▶ Directions for this task:
The pictures do not go in the copy. Reproduce the rest of the entries exactly.
▼
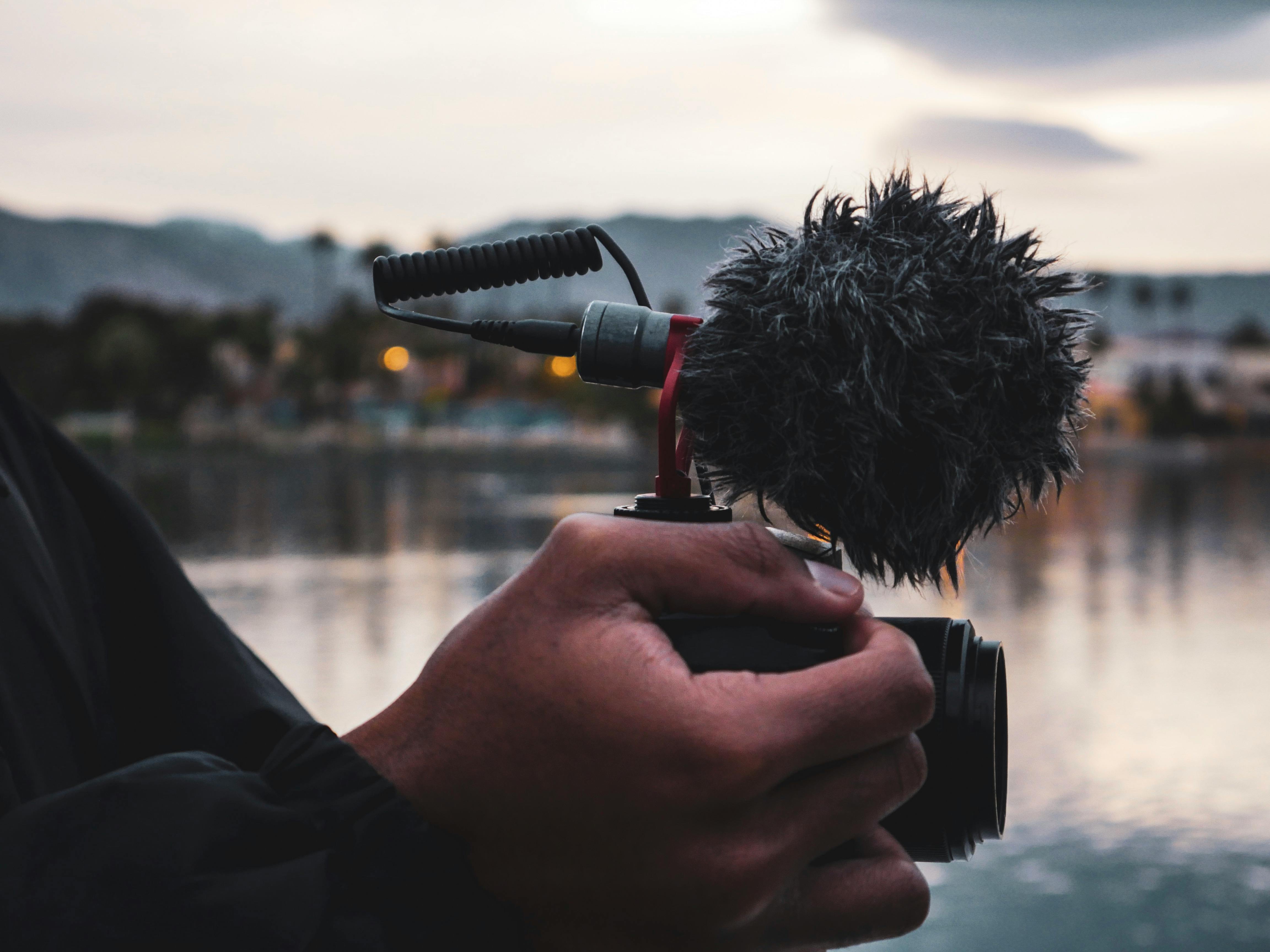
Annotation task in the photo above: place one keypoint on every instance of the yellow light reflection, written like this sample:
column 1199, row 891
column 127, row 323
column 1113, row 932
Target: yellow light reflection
column 563, row 366
column 395, row 358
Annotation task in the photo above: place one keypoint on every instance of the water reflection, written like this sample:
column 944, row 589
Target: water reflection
column 1133, row 616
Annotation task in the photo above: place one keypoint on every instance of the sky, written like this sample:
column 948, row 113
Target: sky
column 1132, row 134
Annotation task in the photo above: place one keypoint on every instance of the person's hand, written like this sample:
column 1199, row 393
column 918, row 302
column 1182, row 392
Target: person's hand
column 624, row 803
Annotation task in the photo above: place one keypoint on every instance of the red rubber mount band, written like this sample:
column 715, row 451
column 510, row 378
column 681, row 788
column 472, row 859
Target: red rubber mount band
column 674, row 461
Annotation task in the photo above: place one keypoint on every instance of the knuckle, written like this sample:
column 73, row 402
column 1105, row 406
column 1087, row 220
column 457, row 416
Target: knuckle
column 728, row 769
column 581, row 534
column 737, row 879
column 750, row 546
column 910, row 686
column 909, row 900
column 910, row 762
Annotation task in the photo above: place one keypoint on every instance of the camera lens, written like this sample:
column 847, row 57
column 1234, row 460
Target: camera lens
column 963, row 801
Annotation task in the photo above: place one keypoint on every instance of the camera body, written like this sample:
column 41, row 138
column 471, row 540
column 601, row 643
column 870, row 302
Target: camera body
column 963, row 801
column 752, row 364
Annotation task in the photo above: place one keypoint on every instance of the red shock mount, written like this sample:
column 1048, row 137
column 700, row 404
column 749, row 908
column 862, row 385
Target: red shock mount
column 674, row 498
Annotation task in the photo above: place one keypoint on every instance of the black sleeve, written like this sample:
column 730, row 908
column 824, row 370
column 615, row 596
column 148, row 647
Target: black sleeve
column 189, row 852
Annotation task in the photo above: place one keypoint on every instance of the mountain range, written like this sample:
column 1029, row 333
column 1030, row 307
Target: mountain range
column 51, row 264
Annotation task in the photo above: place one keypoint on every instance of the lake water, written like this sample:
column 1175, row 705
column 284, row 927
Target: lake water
column 1135, row 616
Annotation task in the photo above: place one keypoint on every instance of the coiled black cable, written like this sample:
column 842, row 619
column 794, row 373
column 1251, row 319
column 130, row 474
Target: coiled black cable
column 451, row 271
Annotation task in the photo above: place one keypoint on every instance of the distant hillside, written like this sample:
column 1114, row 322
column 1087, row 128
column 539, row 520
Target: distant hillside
column 53, row 264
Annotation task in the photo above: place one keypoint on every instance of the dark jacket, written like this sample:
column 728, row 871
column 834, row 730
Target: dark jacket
column 159, row 788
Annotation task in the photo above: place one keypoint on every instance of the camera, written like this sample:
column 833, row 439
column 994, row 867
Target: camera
column 896, row 376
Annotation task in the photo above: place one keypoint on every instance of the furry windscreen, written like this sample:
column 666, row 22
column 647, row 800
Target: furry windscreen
column 895, row 376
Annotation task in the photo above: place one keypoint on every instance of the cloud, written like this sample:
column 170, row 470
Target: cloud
column 1018, row 36
column 1008, row 141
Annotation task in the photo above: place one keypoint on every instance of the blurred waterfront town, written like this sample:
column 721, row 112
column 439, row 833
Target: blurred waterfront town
column 1173, row 357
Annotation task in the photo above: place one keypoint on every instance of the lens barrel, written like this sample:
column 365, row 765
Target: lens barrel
column 963, row 801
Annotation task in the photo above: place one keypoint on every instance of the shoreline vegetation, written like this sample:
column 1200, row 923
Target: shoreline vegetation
column 124, row 372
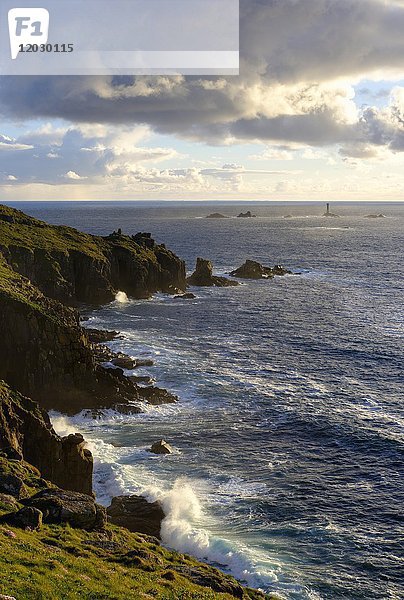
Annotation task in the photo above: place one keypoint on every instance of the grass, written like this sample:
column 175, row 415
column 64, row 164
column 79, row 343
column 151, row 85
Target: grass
column 61, row 562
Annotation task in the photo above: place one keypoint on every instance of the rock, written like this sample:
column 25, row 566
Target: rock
column 157, row 396
column 136, row 514
column 12, row 453
column 187, row 296
column 28, row 430
column 61, row 506
column 210, row 577
column 142, row 379
column 125, row 362
column 45, row 271
column 98, row 336
column 12, row 486
column 161, row 447
column 203, row 276
column 254, row 270
column 280, row 271
column 144, row 362
column 25, row 518
column 247, row 215
column 9, row 501
column 216, row 216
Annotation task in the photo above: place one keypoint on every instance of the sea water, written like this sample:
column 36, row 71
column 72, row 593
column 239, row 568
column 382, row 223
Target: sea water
column 288, row 435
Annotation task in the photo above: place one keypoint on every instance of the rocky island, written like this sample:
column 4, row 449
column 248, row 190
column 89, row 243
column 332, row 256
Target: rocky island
column 203, row 276
column 246, row 215
column 254, row 270
column 217, row 216
column 55, row 540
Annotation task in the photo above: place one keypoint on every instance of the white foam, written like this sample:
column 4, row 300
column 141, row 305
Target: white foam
column 121, row 297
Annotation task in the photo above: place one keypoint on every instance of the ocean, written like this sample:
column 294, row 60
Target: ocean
column 288, row 436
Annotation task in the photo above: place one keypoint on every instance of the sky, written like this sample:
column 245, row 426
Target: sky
column 317, row 113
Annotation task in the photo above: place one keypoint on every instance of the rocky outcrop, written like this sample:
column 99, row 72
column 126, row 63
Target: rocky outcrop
column 25, row 518
column 161, row 447
column 60, row 506
column 73, row 267
column 246, row 215
column 254, row 270
column 187, row 296
column 217, row 216
column 136, row 514
column 203, row 276
column 26, row 430
column 157, row 396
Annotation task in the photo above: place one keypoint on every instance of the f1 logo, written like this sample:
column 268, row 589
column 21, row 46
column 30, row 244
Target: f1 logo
column 27, row 26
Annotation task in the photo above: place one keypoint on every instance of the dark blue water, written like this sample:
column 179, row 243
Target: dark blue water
column 289, row 432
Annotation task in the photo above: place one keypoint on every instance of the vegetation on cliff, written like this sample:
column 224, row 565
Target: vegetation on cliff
column 44, row 269
column 62, row 561
column 73, row 267
column 56, row 543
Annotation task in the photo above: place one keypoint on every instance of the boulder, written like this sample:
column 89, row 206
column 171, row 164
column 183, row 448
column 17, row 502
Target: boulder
column 203, row 276
column 61, row 506
column 28, row 517
column 144, row 362
column 157, row 396
column 12, row 486
column 8, row 502
column 144, row 379
column 161, row 447
column 216, row 216
column 210, row 577
column 254, row 270
column 187, row 296
column 136, row 514
column 98, row 336
column 124, row 362
column 247, row 215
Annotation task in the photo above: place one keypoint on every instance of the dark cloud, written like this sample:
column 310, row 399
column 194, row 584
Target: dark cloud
column 293, row 52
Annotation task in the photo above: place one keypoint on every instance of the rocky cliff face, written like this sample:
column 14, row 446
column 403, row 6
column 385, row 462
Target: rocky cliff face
column 26, row 433
column 44, row 353
column 75, row 267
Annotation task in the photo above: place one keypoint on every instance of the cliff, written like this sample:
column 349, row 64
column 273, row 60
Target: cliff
column 44, row 271
column 74, row 267
column 71, row 553
column 26, row 433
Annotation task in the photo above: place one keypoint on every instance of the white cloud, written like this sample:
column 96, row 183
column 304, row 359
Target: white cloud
column 73, row 175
▲
▶ Result of the exercise:
Annotation task in the photo above: place one keypoint on every instance of the yellow light reflection, written like this sample:
column 1199, row 891
column 127, row 323
column 1113, row 932
Target: yellow light reflection
column 563, row 366
column 395, row 358
Annotation task in the photo above: place one keypoint on every instance of the water reflection, written like this sample:
column 944, row 589
Target: water reflection
column 1133, row 616
Annotation task in the photo above: place one keypoint on every instance of the sky, written like this sample:
column 948, row 113
Target: sky
column 1132, row 134
Annotation task in the photo above: place one keypoint on every instance of the person's hand, written like this sample:
column 1199, row 393
column 918, row 302
column 1182, row 392
Target: person's hand
column 624, row 803
Annotation task in the photo above: place one keypoint on every instance of the red rubber mount band, written like this sample:
column 715, row 451
column 510, row 378
column 681, row 788
column 472, row 859
Target: red rubber mount band
column 674, row 461
Annotation task in the photo above: place one keypoint on every instance of the knuckle, written like this sample:
column 73, row 402
column 1105, row 406
column 1087, row 220
column 457, row 416
Target: knuckle
column 728, row 769
column 581, row 534
column 737, row 879
column 750, row 546
column 910, row 686
column 909, row 900
column 910, row 762
Annotation task in the photo above: place one keypoint on every instance of the camera lens, written like this sample:
column 847, row 57
column 1234, row 460
Target: camera lens
column 963, row 801
Annotation task in the photo above: place one keypoint on every instance of the camera body, written like this sample:
column 41, row 138
column 471, row 540
column 601, row 643
column 870, row 302
Target: camera body
column 963, row 801
column 752, row 364
Annotation task in the photo above: place one keypoint on every instance of the red shock mount, written like this sample:
column 1048, row 137
column 700, row 404
column 749, row 908
column 862, row 385
Target: red shock mount
column 674, row 498
Annotation task in the photo above: place one keypoint on every instance of the black sleeve, written like this sample:
column 730, row 908
column 824, row 370
column 615, row 596
column 148, row 647
Target: black sleeve
column 189, row 852
Annotation task in the photo above: place one keypoint on every instance of the mountain range, written like this sample:
column 1029, row 333
column 1030, row 307
Target: mountain range
column 51, row 264
Annotation task in the photo above: place one keypoint on every instance of the lake water, written like this sample:
column 1175, row 705
column 284, row 927
Target: lake water
column 1135, row 616
Annotation task in the photo above: place one keypoint on every instance of the coiled black cable, written like this sample:
column 842, row 619
column 794, row 373
column 1251, row 319
column 130, row 474
Target: coiled black cable
column 451, row 271
Annotation task in the photo above: place one keypoint on every instance of the distant hillside, written like this sample:
column 1114, row 322
column 1087, row 128
column 539, row 520
Target: distant hillside
column 53, row 264
Annotation task in the photo above: place one keypoint on every instance of the dark jacket, written like this sample:
column 728, row 871
column 834, row 730
Target: dark jacket
column 159, row 788
Annotation task in the photo above: place one keypoint on every instance of the camera, written like this sample:
column 833, row 439
column 994, row 867
Target: camera
column 896, row 376
Annotation task in the photo above: place one keypoint on every instance of the furry windscreen, written like this sample:
column 666, row 22
column 647, row 800
Target: furry windscreen
column 895, row 376
Annotation task in the photo above: place one keypoint on every instance of the cloud, written like this sample:
column 170, row 470
Target: cloud
column 1018, row 36
column 1008, row 141
Annotation task in the photo above: place one keypoint on every instance of the blurred waterfront town, written like this sample:
column 721, row 112
column 439, row 833
Target: blurred waterfront town
column 1173, row 357
Annotation task in the photo above: place one keypoint on every instance of the lens barrel, written like this sample:
column 365, row 765
Target: lens barrel
column 963, row 801
Annotation task in the photo above: place one keypoint on every instance of the shoreline vegetation, written like this sample:
column 1200, row 923
Target: shoreline vegetation
column 124, row 372
Annotation task in the photo above: place one keypoint on every instance of the grass, written like this sample:
column 175, row 415
column 64, row 164
column 79, row 343
column 151, row 85
Target: grass
column 61, row 562
Annotation task in the photo above: place one keypoint on every instance of the rock, written like this sample:
column 25, row 566
Target: rock
column 157, row 396
column 136, row 514
column 12, row 453
column 187, row 296
column 28, row 430
column 61, row 506
column 210, row 577
column 142, row 379
column 125, row 362
column 45, row 271
column 98, row 336
column 12, row 486
column 161, row 447
column 203, row 276
column 254, row 270
column 280, row 271
column 144, row 362
column 25, row 518
column 247, row 215
column 9, row 501
column 216, row 216
Annotation task in the photo above: place one keypoint on every instance of the sea water, written like this sample:
column 36, row 71
column 72, row 593
column 239, row 568
column 382, row 223
Target: sea water
column 288, row 435
Annotation task in the photo above: place one keypoint on every instance of the rocky island, written like this sample:
column 4, row 449
column 248, row 190
column 89, row 243
column 332, row 256
Target: rocky island
column 203, row 276
column 246, row 215
column 254, row 270
column 217, row 216
column 55, row 540
Annotation task in the photo above: place one keypoint on every instance of the white foam, written like this sample:
column 4, row 300
column 141, row 305
Target: white foam
column 121, row 297
Annotation task in the photo above: place one keypoint on every instance of the ocean, written like this sample:
column 294, row 60
Target: ocean
column 288, row 436
Annotation task in the photo above: place one keypoint on every instance of the sky, written like this sample:
column 245, row 426
Target: sky
column 317, row 113
Annotation task in the photo above: place one keypoint on every instance of the rocky outcrop, written like this sample:
column 99, row 72
column 126, row 63
Target: rocky outcrop
column 25, row 518
column 161, row 447
column 60, row 506
column 73, row 267
column 246, row 215
column 254, row 270
column 187, row 296
column 217, row 216
column 136, row 514
column 203, row 276
column 26, row 430
column 157, row 396
Annotation task in the photo above: place one keypoint on every instance of the f1 logo, written like this sample:
column 268, row 589
column 21, row 46
column 30, row 244
Target: f1 logo
column 27, row 26
Annotation task in the photo above: place one keypoint on every instance of the dark blue water, written like this sample:
column 179, row 243
Target: dark blue water
column 289, row 432
Annotation task in the photo above: place one keypoint on every instance of the vegetation on cliff, written like this sample:
column 224, row 565
Target: vegetation on cliff
column 44, row 269
column 62, row 561
column 73, row 267
column 56, row 543
Annotation task in the photo above: place one keypoint on every instance of the boulder, written like this sample:
column 89, row 206
column 171, row 164
column 183, row 448
column 17, row 502
Target: boulder
column 203, row 276
column 61, row 506
column 28, row 517
column 144, row 362
column 157, row 396
column 12, row 486
column 8, row 502
column 144, row 379
column 161, row 447
column 216, row 216
column 210, row 577
column 254, row 270
column 187, row 296
column 136, row 514
column 98, row 336
column 124, row 362
column 247, row 215
Annotation task in the photo above: place one keypoint on every instance of the dark cloud, written like this sample:
column 310, row 399
column 194, row 584
Target: dark cloud
column 293, row 52
Annotation task in the photo above: place one keypoint on every instance of the rocky cliff face, written like this sample:
column 14, row 446
column 403, row 6
column 385, row 462
Target: rocky cliff face
column 26, row 433
column 44, row 353
column 75, row 267
Annotation task in the photo above: place one keypoint on every instance of the cliff, written like this sample:
column 349, row 64
column 273, row 60
Target: cliff
column 44, row 271
column 74, row 267
column 71, row 553
column 26, row 433
Annotation task in the photo above: place one keypoint on every instance of the white cloud, written like this sample:
column 96, row 183
column 304, row 359
Target: white cloud
column 73, row 175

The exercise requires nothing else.